■ DIRECTIONS ■
Report all lines in the records that hold the string "white".

■ Natural-language object grounding data ■
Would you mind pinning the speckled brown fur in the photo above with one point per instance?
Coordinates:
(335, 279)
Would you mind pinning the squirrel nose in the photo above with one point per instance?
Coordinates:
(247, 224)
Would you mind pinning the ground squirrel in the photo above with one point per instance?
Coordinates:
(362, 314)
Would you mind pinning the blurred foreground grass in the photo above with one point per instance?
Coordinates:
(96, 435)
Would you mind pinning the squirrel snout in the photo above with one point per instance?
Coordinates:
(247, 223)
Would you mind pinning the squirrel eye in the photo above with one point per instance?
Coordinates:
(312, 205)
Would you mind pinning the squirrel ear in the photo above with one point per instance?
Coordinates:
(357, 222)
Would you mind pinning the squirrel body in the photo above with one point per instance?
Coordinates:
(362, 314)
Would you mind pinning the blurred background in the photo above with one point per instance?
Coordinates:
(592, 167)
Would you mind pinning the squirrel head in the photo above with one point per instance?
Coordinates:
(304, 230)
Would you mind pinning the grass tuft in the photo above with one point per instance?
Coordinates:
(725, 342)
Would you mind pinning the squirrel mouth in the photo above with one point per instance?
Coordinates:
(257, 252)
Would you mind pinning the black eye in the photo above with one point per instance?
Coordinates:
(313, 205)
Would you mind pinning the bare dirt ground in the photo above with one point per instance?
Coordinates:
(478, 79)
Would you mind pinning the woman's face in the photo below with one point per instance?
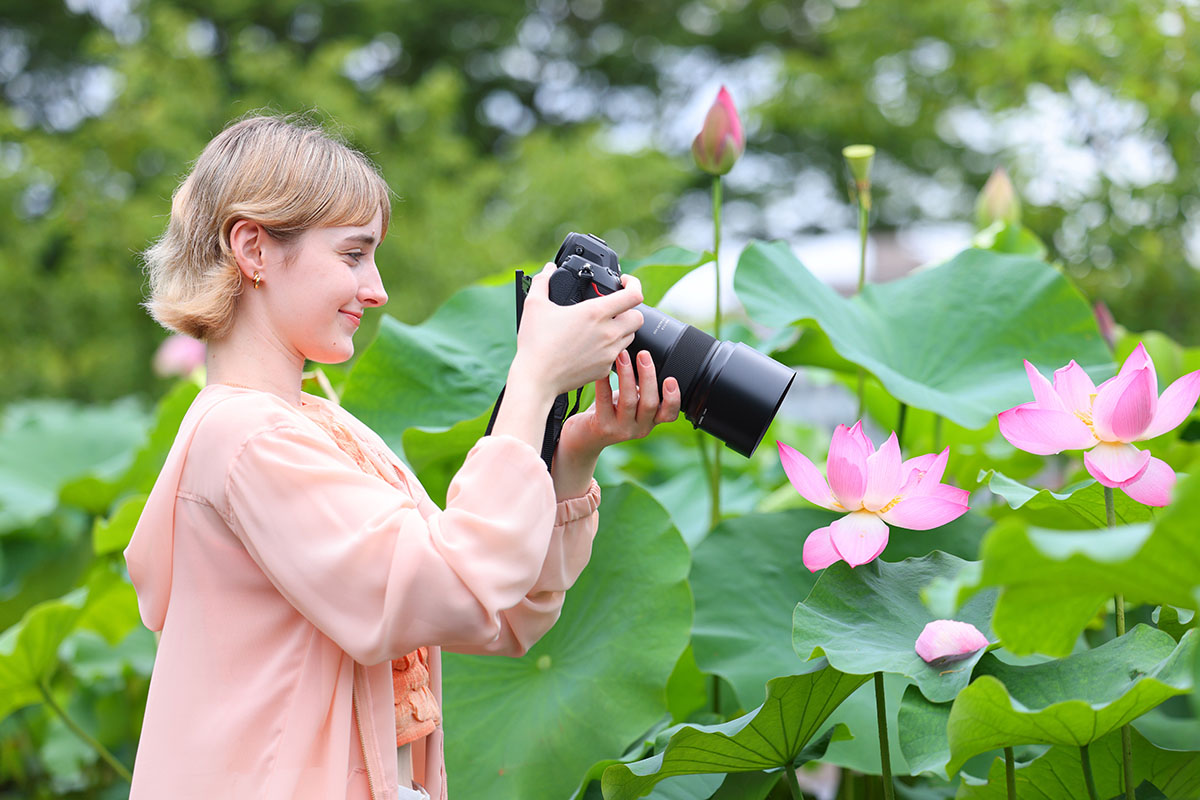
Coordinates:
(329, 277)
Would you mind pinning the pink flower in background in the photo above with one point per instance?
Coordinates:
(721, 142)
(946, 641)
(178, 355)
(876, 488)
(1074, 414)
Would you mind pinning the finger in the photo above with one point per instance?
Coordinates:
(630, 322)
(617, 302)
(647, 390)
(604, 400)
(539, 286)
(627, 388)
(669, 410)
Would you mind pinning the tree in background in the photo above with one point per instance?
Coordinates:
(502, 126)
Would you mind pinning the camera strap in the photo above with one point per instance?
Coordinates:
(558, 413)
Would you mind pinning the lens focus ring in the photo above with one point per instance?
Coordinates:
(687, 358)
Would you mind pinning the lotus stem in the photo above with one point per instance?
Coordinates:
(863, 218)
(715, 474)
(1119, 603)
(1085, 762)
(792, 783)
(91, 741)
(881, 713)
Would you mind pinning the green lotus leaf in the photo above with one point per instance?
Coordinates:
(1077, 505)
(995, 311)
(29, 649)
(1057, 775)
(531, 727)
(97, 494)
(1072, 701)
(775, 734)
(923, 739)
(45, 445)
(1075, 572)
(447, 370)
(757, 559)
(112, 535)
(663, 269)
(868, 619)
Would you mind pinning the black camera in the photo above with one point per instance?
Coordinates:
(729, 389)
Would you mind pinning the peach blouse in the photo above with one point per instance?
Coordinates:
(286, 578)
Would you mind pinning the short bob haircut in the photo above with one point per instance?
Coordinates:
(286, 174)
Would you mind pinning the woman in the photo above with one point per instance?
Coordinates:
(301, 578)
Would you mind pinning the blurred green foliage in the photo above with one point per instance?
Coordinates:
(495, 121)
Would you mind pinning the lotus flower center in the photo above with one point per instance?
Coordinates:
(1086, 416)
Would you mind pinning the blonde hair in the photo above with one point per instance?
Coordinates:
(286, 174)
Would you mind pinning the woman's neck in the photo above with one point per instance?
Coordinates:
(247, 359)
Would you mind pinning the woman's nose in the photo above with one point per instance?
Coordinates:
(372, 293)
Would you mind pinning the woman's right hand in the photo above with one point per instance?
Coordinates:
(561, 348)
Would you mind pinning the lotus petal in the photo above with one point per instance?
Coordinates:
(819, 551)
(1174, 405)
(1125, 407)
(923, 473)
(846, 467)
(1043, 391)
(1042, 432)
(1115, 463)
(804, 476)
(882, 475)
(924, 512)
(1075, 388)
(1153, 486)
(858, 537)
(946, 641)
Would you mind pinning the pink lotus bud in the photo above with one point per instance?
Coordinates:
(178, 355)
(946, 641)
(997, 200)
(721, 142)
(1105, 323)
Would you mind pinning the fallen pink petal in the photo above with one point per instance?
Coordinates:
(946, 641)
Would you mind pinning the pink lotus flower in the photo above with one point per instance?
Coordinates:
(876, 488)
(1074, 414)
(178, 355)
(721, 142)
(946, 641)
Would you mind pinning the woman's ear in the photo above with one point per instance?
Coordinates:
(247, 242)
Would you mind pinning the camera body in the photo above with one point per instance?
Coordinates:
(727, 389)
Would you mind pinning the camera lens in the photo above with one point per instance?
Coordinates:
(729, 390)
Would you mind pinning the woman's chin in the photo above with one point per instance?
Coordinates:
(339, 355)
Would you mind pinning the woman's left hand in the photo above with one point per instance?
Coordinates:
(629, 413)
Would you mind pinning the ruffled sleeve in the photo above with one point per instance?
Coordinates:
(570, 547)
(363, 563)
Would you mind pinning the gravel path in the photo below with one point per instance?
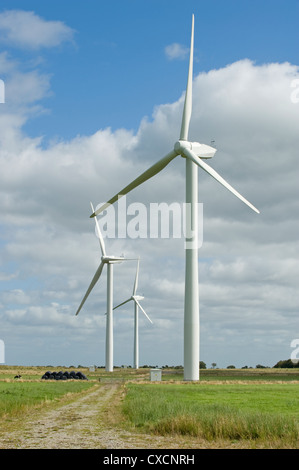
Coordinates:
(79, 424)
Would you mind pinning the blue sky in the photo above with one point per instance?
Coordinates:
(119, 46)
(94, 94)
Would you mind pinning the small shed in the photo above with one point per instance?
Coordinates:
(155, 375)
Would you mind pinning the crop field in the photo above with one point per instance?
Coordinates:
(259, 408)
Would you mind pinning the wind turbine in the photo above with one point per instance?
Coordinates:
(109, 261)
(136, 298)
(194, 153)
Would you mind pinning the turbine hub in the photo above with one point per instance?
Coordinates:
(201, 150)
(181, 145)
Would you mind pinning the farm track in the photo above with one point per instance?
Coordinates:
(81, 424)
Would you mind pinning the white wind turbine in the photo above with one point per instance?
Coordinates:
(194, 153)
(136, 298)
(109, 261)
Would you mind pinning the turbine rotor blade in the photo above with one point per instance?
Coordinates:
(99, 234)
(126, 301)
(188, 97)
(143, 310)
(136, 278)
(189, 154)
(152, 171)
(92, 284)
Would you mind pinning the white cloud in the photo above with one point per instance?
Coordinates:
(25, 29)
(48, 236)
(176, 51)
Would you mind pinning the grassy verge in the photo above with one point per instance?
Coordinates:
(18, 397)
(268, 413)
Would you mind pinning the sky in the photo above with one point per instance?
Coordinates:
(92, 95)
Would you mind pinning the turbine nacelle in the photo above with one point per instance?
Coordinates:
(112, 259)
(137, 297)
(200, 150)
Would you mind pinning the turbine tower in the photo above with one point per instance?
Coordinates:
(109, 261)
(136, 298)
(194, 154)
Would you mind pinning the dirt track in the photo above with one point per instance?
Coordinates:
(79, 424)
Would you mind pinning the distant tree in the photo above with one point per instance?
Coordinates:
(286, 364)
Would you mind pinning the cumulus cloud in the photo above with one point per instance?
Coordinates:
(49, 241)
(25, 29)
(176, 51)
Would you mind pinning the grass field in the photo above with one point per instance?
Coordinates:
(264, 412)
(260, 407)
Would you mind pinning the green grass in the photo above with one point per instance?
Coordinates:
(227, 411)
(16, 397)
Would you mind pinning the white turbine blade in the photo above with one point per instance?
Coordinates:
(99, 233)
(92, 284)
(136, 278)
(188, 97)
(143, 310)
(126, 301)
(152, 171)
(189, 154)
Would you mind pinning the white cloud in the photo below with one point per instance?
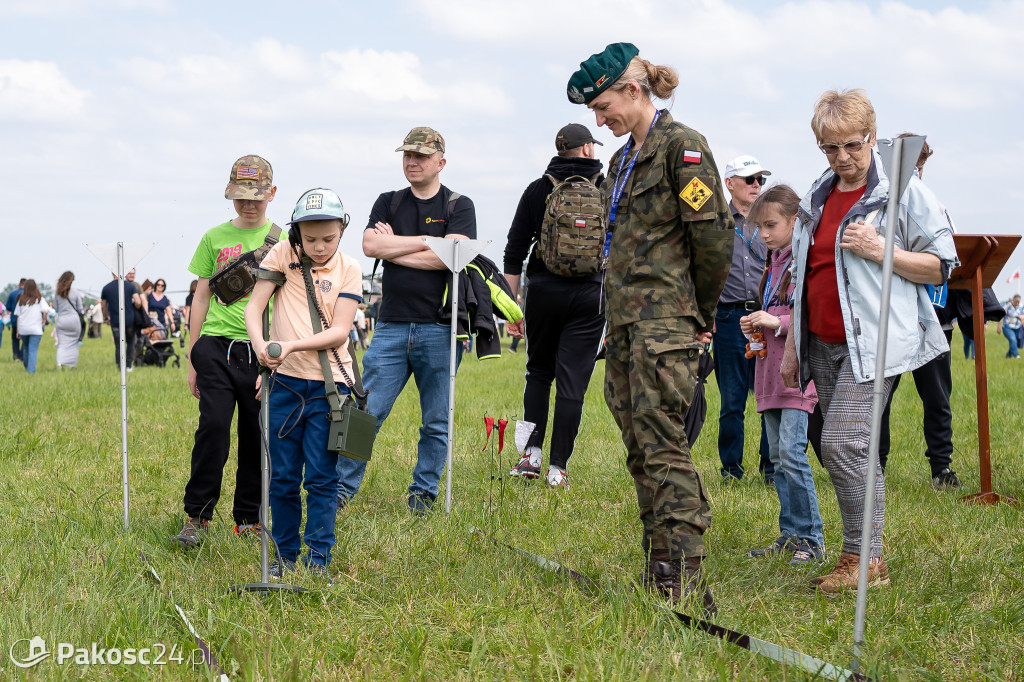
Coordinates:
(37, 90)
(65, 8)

■ COMPLETED TASK ■
Would you mind pinning the white wind turbine in the photo above with one point per instance?
Would you mind pinning the white cloud in the photo above with one point per instance?
Would you mind pinning the white turbine blade in the photo above with one point per instance?
Would you mind pinning the white cloud in the photo below with one point per instance?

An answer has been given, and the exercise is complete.